%%

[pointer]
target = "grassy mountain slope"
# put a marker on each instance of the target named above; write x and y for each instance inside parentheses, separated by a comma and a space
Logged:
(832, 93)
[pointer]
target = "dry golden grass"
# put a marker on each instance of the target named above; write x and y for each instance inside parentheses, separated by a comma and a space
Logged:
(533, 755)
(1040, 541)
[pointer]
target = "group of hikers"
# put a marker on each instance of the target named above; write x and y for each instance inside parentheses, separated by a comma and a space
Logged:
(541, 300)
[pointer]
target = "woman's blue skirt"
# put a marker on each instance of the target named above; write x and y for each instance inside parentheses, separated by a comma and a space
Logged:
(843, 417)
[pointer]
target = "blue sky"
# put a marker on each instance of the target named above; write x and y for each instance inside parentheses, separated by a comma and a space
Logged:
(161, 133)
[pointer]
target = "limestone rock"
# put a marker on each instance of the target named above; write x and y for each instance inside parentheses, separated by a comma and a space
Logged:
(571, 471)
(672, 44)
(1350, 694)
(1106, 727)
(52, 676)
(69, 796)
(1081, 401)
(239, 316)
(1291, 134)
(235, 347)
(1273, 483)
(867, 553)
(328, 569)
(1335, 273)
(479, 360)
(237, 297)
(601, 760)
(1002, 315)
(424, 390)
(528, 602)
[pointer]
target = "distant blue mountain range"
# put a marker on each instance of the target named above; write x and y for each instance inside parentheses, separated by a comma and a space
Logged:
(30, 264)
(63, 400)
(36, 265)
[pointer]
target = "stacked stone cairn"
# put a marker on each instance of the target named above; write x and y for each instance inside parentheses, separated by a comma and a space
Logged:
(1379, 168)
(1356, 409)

%%

_Description of the task_: The answer must be every line of the entries that includes the word "mountain".

_Response_:
target = "grassy mountain slope"
target = "distant blue mountain range"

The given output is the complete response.